--- Text ---
-- -- --

The Core Idea — Low-Rank Decomposition

Here’s the key equation. For a pretrained weight matrix $W_0 \in \mathbb{R}^{d \times k}$, LoRA constrains the update $\Delta W$ to be a low-rank decomposition:

$$ W = W_0 + \Delta W = W_0 + BA $$

Where $B \in \mathbb{R}^{d \times r}$ and $A \in \mathbb{R}^{r \times k}$, with rank $r \ll \min(d, k)$.

That’s it. That’s the whole trick. Instead of learning a $d \times k$ matrix of updates (potentially millions of parameters), you learn two smaller matrices whose product has the same shape but far fewer total parameters.

Let me make this concrete with a picture. Say you have a weight matrix in a transformer attention layer with $d = 4096$ and $k = 4096$:

Full fine-tuning:                  LoRA (r=8):

Update ΔW (4096 × 4096)           B (4096 × 8)    A (8 × 4096)

-- -- --

--- Written request A ---
According to the LoRA passage, what does LoRA constrain the update ΔW to be?
--- Written request B ---
Reproduce the LoRA passage starting at "Here’s the key" and ending at "rank $r \ll \min(d, k)$.".
The rows come from a source unrelated to the passage.

-- -- --

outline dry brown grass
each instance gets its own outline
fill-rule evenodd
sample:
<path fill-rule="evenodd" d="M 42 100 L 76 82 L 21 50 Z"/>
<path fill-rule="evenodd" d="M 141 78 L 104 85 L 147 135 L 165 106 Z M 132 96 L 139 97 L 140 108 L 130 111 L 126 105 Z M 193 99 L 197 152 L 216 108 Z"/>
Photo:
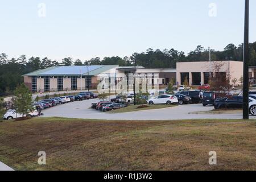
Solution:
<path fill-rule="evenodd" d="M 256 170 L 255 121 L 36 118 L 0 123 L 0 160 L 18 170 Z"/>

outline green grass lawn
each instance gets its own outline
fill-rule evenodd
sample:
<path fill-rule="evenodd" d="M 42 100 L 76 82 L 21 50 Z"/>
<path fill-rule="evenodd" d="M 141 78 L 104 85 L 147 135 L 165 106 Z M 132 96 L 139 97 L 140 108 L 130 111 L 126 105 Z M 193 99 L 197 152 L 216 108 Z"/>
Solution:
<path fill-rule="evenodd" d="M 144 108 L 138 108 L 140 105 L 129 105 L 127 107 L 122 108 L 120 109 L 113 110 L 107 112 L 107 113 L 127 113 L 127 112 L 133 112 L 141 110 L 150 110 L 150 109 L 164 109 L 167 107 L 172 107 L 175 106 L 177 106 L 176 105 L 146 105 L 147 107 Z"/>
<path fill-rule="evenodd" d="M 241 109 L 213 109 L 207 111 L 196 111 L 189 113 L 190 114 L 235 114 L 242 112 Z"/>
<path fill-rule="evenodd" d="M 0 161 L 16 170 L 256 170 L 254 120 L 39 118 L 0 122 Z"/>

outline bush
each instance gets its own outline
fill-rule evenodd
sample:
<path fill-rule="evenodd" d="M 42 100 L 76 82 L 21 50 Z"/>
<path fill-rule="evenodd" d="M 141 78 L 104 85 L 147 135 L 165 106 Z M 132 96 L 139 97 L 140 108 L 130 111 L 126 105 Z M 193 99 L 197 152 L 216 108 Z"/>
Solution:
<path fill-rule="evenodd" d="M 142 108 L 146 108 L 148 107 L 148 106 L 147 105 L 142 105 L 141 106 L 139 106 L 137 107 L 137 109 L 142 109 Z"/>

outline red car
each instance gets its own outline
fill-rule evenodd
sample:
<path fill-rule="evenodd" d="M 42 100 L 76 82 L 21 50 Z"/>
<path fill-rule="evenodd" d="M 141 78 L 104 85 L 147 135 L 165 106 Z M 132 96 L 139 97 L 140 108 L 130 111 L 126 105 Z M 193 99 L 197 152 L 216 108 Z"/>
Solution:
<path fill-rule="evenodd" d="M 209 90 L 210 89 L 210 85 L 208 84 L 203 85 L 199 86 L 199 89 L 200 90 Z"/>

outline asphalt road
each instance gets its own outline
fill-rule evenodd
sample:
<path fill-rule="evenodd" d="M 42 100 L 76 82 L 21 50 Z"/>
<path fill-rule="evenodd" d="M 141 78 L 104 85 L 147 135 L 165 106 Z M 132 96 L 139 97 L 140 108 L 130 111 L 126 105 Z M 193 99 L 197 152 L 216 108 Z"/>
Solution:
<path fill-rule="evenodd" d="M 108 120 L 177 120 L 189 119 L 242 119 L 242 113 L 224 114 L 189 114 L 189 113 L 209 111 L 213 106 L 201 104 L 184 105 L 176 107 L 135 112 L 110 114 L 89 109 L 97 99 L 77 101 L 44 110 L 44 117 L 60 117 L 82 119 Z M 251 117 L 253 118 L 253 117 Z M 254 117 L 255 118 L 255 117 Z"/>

-- -- --

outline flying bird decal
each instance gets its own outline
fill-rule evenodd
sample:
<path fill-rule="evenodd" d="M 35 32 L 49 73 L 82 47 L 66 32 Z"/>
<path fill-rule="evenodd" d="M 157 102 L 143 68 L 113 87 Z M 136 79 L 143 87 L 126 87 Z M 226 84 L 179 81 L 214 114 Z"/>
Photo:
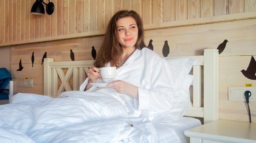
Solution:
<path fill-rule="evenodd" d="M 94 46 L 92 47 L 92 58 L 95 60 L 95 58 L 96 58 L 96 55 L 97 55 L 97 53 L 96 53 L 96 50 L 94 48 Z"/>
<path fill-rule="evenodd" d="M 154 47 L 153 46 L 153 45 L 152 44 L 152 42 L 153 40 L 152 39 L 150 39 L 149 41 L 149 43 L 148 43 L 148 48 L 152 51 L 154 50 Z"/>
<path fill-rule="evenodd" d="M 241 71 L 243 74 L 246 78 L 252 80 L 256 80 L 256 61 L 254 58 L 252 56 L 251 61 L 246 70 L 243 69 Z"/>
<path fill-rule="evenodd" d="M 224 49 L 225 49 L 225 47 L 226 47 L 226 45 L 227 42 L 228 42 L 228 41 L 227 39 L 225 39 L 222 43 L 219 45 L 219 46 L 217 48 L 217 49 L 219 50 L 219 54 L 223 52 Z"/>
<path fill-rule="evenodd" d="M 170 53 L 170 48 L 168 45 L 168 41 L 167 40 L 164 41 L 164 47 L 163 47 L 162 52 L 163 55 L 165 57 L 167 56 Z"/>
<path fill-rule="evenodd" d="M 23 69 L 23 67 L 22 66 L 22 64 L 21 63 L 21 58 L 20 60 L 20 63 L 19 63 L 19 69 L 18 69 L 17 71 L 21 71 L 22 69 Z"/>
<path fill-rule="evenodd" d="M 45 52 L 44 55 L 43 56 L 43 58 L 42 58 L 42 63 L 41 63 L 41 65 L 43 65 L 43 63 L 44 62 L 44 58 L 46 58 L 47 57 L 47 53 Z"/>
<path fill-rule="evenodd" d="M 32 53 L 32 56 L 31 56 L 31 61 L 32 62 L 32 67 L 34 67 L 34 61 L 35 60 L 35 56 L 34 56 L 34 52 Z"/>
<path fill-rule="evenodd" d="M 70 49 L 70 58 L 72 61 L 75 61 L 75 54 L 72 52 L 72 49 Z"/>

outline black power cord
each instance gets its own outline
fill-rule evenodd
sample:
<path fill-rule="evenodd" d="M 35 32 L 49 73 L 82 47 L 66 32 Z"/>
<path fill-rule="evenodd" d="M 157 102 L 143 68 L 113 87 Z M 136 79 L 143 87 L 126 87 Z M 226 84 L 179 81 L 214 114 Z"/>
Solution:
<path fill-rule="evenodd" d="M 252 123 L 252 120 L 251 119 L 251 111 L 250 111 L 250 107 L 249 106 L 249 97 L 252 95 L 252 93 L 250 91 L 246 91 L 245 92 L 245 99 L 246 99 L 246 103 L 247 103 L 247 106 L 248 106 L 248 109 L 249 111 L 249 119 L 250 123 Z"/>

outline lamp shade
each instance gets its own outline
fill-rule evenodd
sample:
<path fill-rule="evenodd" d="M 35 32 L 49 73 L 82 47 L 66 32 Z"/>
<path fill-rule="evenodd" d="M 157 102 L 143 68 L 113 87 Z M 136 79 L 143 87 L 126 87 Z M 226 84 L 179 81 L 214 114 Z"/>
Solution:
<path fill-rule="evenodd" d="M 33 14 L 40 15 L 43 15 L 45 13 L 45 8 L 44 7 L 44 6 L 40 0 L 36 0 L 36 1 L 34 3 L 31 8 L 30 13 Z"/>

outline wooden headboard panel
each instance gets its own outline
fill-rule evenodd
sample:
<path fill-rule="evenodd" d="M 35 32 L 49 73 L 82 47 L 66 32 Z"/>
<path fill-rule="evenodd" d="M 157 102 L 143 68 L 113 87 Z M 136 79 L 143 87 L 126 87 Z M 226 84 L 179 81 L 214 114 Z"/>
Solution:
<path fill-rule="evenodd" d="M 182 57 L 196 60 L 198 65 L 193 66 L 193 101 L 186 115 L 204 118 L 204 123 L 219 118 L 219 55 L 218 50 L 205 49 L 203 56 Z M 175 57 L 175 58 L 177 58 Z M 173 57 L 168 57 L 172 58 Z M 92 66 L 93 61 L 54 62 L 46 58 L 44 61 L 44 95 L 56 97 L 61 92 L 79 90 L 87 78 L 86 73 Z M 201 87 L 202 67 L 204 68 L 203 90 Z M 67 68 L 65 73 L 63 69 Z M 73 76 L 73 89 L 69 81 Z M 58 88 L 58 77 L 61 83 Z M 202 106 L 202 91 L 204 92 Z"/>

-- -- --

--- Exercise response A ---
A low-rank decomposition.

--- Exercise response B ---
Here’s the key equation. For a pretrained weight matrix $W_0 \in \mathbb{R}^{d \times k}$, LoRA constrains the update $\Delta W$ to be a low-rank decomposition:

$$ W = W_0 + \Delta W = W_0 + BA $$

Where $B \in \mathbb{R}^{d \times r}$ and $A \in \mathbb{R}^{r \times k}$, with rank $r \ll \min(d, k)$.